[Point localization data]
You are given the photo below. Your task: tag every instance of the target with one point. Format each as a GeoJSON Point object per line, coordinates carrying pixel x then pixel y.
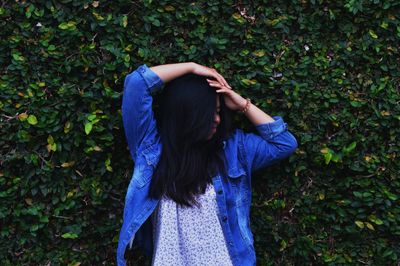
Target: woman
{"type": "Point", "coordinates": [188, 201]}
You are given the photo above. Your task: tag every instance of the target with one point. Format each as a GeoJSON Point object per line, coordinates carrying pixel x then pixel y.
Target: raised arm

● The task: Search the records above for the string "object" and copy each line that holds it.

● Task solution:
You are given the photo below. Your task: tag every instance of the target with one point. Format each as a GeoJSON Point object per line, coordinates carrying pixel x then pixel y.
You are given the photo above. Your task: tag every instance of the target with one point. Format each as a GeoJSON Point object per line, coordinates carrying pixel x then pixel y.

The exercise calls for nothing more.